— Exercise brief —
In this exercise, reproduce all the entries that follow exactly.

* START *

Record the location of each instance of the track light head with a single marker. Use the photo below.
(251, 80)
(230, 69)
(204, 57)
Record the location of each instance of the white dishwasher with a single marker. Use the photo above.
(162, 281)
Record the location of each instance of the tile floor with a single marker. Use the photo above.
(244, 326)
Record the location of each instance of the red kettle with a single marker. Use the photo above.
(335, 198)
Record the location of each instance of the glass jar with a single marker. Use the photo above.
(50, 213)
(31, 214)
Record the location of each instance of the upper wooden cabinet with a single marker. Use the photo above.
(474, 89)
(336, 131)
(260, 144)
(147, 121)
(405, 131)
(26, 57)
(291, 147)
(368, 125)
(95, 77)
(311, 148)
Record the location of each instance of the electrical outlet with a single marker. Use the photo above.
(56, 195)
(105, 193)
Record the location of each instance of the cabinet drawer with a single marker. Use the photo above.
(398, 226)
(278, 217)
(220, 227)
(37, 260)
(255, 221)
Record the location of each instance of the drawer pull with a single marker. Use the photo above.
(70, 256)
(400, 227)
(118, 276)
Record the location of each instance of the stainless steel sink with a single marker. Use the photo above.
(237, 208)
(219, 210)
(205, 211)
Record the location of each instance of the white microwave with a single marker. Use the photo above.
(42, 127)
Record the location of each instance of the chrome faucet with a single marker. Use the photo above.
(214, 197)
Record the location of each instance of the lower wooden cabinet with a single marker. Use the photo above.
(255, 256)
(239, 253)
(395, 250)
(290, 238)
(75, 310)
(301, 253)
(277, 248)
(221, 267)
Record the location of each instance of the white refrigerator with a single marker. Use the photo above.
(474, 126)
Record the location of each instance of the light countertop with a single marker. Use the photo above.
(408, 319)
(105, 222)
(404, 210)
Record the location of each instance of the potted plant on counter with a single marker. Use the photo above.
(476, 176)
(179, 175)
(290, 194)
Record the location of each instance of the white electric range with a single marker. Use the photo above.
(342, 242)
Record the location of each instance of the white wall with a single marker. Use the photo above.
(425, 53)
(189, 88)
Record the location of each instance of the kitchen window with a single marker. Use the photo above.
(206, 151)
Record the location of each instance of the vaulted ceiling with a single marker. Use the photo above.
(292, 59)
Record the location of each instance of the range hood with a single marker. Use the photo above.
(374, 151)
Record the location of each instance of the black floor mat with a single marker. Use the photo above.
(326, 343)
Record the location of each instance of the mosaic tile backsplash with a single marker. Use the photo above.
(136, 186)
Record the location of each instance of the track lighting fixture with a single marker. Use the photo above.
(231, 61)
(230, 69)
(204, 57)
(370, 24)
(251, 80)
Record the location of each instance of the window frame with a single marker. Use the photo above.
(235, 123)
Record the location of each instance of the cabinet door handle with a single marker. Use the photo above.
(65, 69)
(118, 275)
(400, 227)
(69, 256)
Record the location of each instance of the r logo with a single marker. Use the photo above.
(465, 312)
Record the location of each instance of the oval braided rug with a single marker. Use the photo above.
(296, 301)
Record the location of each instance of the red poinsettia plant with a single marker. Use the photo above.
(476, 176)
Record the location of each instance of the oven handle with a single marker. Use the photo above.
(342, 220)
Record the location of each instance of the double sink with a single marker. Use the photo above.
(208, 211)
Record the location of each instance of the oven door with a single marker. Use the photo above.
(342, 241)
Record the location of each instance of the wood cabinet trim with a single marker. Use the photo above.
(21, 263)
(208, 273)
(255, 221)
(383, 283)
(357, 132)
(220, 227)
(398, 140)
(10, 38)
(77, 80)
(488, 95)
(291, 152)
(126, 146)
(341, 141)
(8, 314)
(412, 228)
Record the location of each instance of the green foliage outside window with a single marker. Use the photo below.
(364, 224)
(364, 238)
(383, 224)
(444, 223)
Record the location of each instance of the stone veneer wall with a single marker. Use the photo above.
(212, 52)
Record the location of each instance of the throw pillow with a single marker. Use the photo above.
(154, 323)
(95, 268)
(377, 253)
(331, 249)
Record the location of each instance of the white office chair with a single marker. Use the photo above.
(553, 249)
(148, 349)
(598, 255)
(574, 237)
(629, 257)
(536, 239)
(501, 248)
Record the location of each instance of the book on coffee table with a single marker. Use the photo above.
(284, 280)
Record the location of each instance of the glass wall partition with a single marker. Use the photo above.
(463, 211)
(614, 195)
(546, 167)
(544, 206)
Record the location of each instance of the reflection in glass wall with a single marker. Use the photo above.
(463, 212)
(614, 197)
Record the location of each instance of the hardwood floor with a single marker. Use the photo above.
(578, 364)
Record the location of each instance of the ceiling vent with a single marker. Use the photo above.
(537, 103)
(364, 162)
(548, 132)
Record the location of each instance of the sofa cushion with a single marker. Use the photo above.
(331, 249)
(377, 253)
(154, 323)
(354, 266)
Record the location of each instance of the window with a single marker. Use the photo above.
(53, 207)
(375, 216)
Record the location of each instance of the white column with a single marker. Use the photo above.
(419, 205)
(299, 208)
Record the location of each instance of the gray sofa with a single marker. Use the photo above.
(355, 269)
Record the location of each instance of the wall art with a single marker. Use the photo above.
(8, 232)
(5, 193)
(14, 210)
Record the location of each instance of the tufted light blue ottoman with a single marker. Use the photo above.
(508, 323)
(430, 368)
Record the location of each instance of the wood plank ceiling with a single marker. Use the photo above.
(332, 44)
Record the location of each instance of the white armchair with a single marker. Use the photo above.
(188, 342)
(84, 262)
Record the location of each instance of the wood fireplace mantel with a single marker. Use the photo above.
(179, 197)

* END *

— Worked solution —
Record the location of each instance of the track light head with a single marker. Use the photo below.
(251, 80)
(230, 69)
(204, 57)
Record the location of each instance of the white dishwasher with a single marker. Use the photo above.
(162, 281)
Record the location of each instance of the tile floor with a single marker. Use the photo above.
(244, 326)
Record the location of each instance of the red kettle with a single marker. Use the photo above.
(335, 198)
Record the location of each instance of the glass jar with a single marker. Use the photo above.
(50, 213)
(31, 214)
Record the location of each instance of the upper wooden cabinet with a single marker. Use the photo above.
(474, 89)
(336, 131)
(260, 144)
(147, 121)
(405, 131)
(26, 57)
(291, 147)
(368, 125)
(95, 77)
(311, 148)
Record the location of each instance of the electrical outlet with a single marker. Use the photo above.
(56, 195)
(105, 193)
Record the location of each instance of the cabinet drawer with a single marker. Use the photo above.
(398, 226)
(278, 217)
(220, 227)
(37, 260)
(255, 221)
Record the location of each instance of the drawer pull with a single marker. Use the photo above.
(70, 256)
(400, 227)
(118, 276)
Record the location of each instance of the stainless steel sink with a single marker. Use the photo above.
(237, 208)
(219, 210)
(205, 211)
Record the location of each instance of the white microwave with a single marker. Use the photo above.
(42, 127)
Record the location of each instance of the chrome faucet with a single marker. Use the photo above.
(214, 197)
Record the location of each instance of the lower wooden cabinet with a single marker. Use the photo above.
(255, 256)
(239, 253)
(395, 250)
(290, 238)
(75, 310)
(301, 253)
(277, 248)
(221, 267)
Record the location of each instance of the white refrigerator with a single marker. Use the photo above.
(474, 126)
Record the location of each instance of the light countertop with a single marker. Use the photo above.
(408, 319)
(105, 222)
(404, 210)
Record the location of each instance of the potted plant on counter with a single marker. Use the photo above.
(476, 176)
(179, 175)
(290, 194)
Record the location of each instance of the white electric range with a single marker. Use the photo above.
(342, 242)
Record the location of each instance of the white wall with a single marker. Use the photo above.
(425, 53)
(189, 88)
Record the location of each instance of the kitchen window with a single marker. Use the photo above.
(206, 151)
Record the location of each instance of the vaulted ceiling with a single marker. Use the photo above.
(292, 59)
Record the location of each instance of the range hood with a single marker. Use the photo above.
(374, 151)
Record the location of each instance of the black floor mat with a single marker. Use the photo above.
(326, 343)
Record the location of each instance of the mosaic tile backsplash with a single marker. Use the photo above.
(136, 186)
Record the location of each instance of the track lighting fixture with a single marker. Use the photo above.
(231, 61)
(230, 69)
(204, 57)
(370, 24)
(251, 80)
Record the location of each instance of the window frame with a single marker. Use the photo above.
(235, 123)
Record the location of each instance of the cabinet door handle with a single marker. Use the photo above.
(65, 69)
(118, 275)
(400, 227)
(69, 256)
Record the location of each instance of the r logo with a single marker. Use the photo above.
(465, 312)
Record the location of each instance of the oval braided rug with a single marker. Use the photo above.
(296, 301)
Record the location of each instance of the red poinsettia plant with a single marker. Use the photo above.
(476, 176)
Record the location of each instance of the oven handle with a single marker. Use the photo above.
(342, 220)
Record the location of each instance of the double sink with a single marker. Use the photo above.
(208, 211)
Record the location of each instance of the oven door with a single marker. Use the photo above.
(342, 241)
Record the location of each instance of the wood cabinet trim with a single marker. Use the photo above.
(21, 263)
(208, 273)
(255, 221)
(383, 283)
(357, 132)
(220, 227)
(398, 140)
(10, 38)
(77, 80)
(488, 95)
(291, 152)
(126, 146)
(341, 141)
(8, 314)
(412, 228)
Record the location of each instance of the green foliage outside window with a single marker. Use the photo below.
(364, 224)
(364, 238)
(383, 224)
(444, 223)
Record the location of each instance of the stone veneer wall with a single marker. Use the photo above.
(212, 52)
Record the location of each instance of the throw pillow with a single marker. Use the photo above.
(154, 323)
(95, 268)
(377, 253)
(331, 249)
Record the location of each instance of the white office chair with a single marker. Use the photo above.
(553, 249)
(148, 349)
(598, 255)
(574, 237)
(629, 257)
(536, 239)
(501, 248)
Record the location of each instance of the book on coffee table with a single marker. Use the photo above.
(284, 280)
Record the location of each instance of the glass wall partition with a single marker. Use the photo above.
(463, 211)
(614, 195)
(546, 167)
(544, 206)
Record the location of each instance of the reflection in glass wall with a single marker. Use the photo above.
(463, 212)
(614, 197)
Record the location of each instance of the hardwood floor with a single marker. Use the photo above.
(578, 364)
Record the location of each instance of the ceiling vent with a single marker. Use the photo above.
(537, 103)
(364, 162)
(548, 132)
Record the location of each instance of the sofa cushion with a single marker. Use the photo above.
(331, 249)
(377, 253)
(154, 323)
(354, 266)
Record the location of each instance of the window with a single marker. Use the photo above.
(53, 207)
(375, 216)
Record the location of each instance of the white column with a single marker. Use the photo above.
(419, 205)
(299, 208)
Record the location of each instance of the gray sofa with a single marker. Use the photo above.
(355, 269)
Record the location of each instance of the wall art with a single marker. Use the photo above.
(8, 232)
(5, 193)
(14, 210)
Record the location of each instance of the tufted light blue ottoman with a single marker. Use the photo above.
(508, 323)
(430, 368)
Record the location of each instance of the wood plank ceiling with a single marker. Use the photo above.
(332, 44)
Record the location of each instance of the white armchair with a single marker. Use the photo above.
(188, 342)
(84, 262)
Record the location of each instance of the wood fireplace mantel with a single marker. Use the photo above.
(179, 197)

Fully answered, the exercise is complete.